[WORK ITEM A]: In the passage on tailoring AEDP interventions to attachment style, what does the second grid identify?
[WORK ITEM B]: Please continue the passage on tailoring AEDP interventions to attachment style from its final sentence.

[PASSAGE]:
++++

Tailoring AEDP Interventions to Attachment Style

By Karen Pando-Mars

Abstract.  Accelerated Experiential Dynamic Psychotherapy (AEDP) is an attachment-based, experiential and transformational treatment model whose theory, procedures and maps are ideally suited to address and treat relational trauma, which often underlies the motivation of patients to seek psychotherapy. AEDP’s therapeutic stance is one that employs corrective emotional and relational experiences to help patients know they exist in the heart and mind of another. Yet, to enter this kind of explicit relationship can be daunting for patients with insecure attachment styles, whose adaptive strategies become defensive shields to protect them from further relational wounding. This can be challenging for the therapist and patient alike. This paper is part of a larger project on how to differentially apply AEDP’s comprehensive model to treat attachment wounding, given the distinct formations of each attachment style. The paper starts with a brief summary of attachment theory and styles, and how AEDP applies and adapts the theory to therapeutic work. The grids I developed are then introduced to help match defenses and interventions to attachment style, to help orient and guide the therapist. The first grid shows detailed configurations of defense and affect regulation strategies for each attachment style. The second grid identifies the configuration of secure attachment as applied to the psychotherapy relationship. The third grid identifies specific interventions and targets specific goals to mobilize optimal transformations for each style. Here, transcripts illustrate how these AEDP interventions can be optimally attuned to patient attachment style.


The first time I introduced attachment styles and working with attachment in an AEDP Essential Skills course, the question came, “But what do you do with the patients who have these different attachment styles?” That question and others like it launched me to undertake this project of tailoring treatment to meet the distinct presentations of each attachment style. Excited to inquire phenomenologically, I set out to explore what I was doing in the process of treatment with my patients. This paper is the net result of studying each attachment style’s specific and contrasting elements.  It remains a work in progress.

++++

[PROVIDED MATERIAL]:
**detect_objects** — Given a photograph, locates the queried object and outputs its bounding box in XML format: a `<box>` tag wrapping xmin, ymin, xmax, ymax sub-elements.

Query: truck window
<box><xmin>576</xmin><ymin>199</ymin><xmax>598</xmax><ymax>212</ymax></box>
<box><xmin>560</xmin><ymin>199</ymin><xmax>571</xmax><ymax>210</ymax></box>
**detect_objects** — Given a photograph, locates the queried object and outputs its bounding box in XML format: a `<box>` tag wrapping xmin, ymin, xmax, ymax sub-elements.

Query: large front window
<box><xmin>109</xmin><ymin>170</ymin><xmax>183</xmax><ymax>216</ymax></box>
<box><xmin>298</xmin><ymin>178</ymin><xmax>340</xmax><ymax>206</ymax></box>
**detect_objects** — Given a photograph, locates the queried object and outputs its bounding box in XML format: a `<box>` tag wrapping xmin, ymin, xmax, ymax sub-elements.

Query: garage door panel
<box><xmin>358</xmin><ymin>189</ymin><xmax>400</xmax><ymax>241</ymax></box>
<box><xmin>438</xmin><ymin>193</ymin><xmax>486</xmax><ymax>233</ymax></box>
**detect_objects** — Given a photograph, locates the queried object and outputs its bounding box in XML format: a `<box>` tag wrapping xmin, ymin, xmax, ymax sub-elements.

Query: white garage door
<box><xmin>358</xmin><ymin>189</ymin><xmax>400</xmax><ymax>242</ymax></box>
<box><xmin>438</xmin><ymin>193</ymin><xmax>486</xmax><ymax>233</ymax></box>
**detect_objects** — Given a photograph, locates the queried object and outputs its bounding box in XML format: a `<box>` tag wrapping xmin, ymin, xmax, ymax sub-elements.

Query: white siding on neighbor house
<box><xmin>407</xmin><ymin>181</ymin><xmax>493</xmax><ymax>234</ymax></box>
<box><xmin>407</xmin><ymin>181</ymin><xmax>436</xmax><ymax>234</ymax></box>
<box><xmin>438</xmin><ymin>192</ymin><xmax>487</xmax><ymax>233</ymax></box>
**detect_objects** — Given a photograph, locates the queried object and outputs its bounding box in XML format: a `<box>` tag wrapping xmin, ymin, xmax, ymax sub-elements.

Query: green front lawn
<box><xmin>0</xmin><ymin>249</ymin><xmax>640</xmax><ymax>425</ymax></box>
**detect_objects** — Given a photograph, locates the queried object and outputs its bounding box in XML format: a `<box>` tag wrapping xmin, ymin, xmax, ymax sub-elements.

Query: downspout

++++

[EXPECTED OUTPUT A]: The configuration of secure attachment as applied to the psychotherapy relationship.

[EXPECTED OUTPUT B]:
AEDP’s comprehensive theory is a profound match for the healing of the relational trauma that underlies insecure attachment. The AEDP therapist is theoretically poised and methodically trained to build a secure attachment in the therapeutic relationship, which provides an essential base for treatment (Bowlby, 1988; Fosha, 2000). Sometimes, however, a patient’s capacity for security does not easily come online and we find ourselves in the domain of insecure attachment patterns. This paper is designed to address these challenges by bringing greater precision to the understanding of the whole composition of each attachment style. In this paper I will first provide a brief summary of attachment theory and styles, and how AEDP adapts attachment theory and interpersonal neurobiology to psychotherapy practice. I will then discuss the challenges for therapists when insecure attachment shows up in the therapy room, and present the grids to help understand what’s happening and provide a compare/contrast among attachment styles. Lastly, I will explicate interventions tailored to each attachment style, with transcripts of videotape illustrations.[1] My overall intention is to show that when the clinician addresses the particular needs of patients that are paramount to each attachment strategy, treatment can mobilize the specific transformations needed to bring about their “earned secure attachment” [2] (Siegel, 1999).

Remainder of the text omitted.